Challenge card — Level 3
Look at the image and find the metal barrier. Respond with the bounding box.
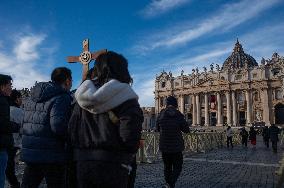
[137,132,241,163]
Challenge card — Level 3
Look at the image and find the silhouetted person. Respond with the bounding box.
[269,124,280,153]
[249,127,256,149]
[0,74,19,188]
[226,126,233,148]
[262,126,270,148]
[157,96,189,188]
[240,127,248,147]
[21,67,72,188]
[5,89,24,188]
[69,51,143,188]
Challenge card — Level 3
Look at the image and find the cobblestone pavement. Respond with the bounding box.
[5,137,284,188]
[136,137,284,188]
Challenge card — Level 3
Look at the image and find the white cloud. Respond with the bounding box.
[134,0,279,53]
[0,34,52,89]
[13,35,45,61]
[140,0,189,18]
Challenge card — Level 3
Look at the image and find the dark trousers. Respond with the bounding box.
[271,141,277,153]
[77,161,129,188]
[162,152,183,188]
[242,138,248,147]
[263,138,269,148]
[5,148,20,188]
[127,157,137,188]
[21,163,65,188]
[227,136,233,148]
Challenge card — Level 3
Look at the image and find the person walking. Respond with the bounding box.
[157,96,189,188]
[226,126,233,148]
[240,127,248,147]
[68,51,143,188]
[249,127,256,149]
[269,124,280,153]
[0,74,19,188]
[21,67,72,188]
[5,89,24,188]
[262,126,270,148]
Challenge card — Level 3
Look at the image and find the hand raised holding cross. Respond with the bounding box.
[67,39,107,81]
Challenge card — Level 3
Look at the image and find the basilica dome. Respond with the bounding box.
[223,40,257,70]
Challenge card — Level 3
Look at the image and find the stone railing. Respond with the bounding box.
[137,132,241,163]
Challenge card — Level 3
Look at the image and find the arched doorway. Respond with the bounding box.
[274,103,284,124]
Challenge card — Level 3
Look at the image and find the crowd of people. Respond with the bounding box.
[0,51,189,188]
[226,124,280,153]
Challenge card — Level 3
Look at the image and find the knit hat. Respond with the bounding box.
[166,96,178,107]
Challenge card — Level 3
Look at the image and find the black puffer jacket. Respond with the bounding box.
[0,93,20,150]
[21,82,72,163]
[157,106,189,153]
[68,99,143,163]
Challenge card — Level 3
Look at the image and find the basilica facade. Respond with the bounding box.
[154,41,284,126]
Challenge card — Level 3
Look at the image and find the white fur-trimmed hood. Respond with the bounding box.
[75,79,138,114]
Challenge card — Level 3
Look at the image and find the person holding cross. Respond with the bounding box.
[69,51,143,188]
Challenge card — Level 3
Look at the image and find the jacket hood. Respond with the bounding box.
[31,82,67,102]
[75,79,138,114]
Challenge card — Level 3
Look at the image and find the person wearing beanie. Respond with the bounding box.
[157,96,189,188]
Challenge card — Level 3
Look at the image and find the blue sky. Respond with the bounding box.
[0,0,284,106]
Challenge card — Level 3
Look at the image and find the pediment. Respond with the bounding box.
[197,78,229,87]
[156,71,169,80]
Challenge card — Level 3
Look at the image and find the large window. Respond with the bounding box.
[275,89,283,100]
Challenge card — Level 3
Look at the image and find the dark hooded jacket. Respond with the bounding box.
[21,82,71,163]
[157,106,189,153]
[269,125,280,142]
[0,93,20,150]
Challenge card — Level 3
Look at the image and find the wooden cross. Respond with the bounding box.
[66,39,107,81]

▬▬▬

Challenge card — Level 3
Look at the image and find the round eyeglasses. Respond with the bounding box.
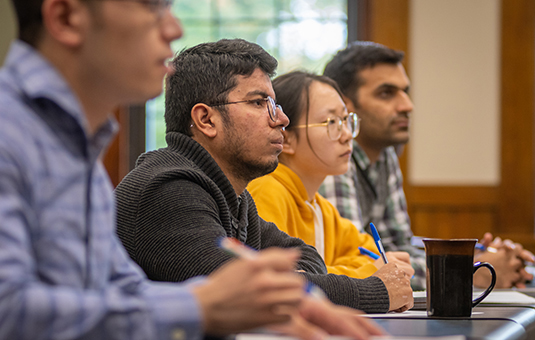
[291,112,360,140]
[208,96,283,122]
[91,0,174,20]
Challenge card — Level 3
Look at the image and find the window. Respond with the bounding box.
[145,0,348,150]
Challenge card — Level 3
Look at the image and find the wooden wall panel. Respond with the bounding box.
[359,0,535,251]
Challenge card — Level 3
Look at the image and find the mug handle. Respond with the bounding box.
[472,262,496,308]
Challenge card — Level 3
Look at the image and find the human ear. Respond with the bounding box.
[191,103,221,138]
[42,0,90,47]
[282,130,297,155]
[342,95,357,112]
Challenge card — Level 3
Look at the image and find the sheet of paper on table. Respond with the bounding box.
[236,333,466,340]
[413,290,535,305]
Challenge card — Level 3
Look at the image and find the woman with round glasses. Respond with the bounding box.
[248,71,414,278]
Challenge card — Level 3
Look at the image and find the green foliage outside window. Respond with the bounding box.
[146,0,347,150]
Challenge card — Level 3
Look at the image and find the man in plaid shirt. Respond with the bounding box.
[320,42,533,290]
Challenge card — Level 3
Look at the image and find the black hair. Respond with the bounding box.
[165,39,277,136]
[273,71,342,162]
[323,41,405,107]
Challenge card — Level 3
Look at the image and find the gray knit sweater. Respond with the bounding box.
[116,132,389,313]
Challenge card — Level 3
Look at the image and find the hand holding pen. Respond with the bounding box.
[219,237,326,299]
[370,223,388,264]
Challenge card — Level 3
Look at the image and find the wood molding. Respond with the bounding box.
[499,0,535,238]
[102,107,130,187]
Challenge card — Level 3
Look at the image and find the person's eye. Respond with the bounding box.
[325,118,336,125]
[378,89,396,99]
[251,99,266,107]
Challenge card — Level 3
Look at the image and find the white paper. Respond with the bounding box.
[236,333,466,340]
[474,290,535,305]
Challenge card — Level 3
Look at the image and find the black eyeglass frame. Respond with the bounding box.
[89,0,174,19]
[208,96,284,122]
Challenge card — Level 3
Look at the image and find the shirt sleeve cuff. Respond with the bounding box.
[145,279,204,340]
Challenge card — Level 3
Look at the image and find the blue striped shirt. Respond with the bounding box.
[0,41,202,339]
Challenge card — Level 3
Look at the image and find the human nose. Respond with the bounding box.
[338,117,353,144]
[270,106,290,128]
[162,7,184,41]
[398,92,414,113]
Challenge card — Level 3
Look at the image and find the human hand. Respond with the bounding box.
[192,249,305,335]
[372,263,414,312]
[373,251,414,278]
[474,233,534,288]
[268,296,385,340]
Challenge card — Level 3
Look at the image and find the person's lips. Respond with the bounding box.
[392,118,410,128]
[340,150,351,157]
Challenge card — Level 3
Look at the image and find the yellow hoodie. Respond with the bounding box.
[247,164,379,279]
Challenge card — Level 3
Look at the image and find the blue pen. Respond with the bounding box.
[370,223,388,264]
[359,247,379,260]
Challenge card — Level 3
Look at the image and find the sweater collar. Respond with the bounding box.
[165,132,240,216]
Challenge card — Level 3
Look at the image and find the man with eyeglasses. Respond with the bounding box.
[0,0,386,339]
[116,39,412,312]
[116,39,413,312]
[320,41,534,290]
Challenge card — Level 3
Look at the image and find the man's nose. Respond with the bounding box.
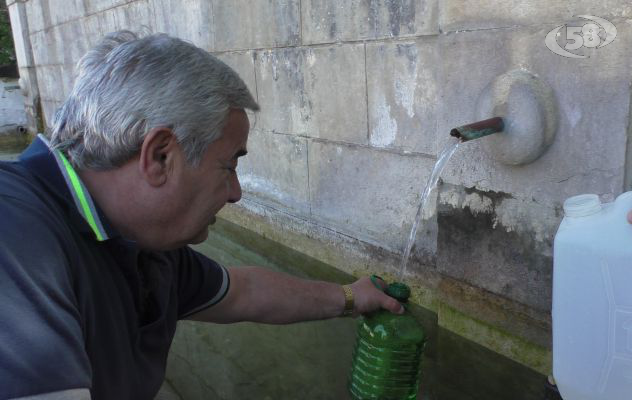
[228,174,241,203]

▬▬▬

Pick out every line in the records above that contains the word "shirt", and copy each one.

Solution for this exercise:
Look at the image and find the man in plaid shirt. Respond with the bounding box.
Look at the image and find the shirt sleeve cuff. Respond with the bounding box.
Look at the image and find the blue striped shirt. Respond with the bounding box.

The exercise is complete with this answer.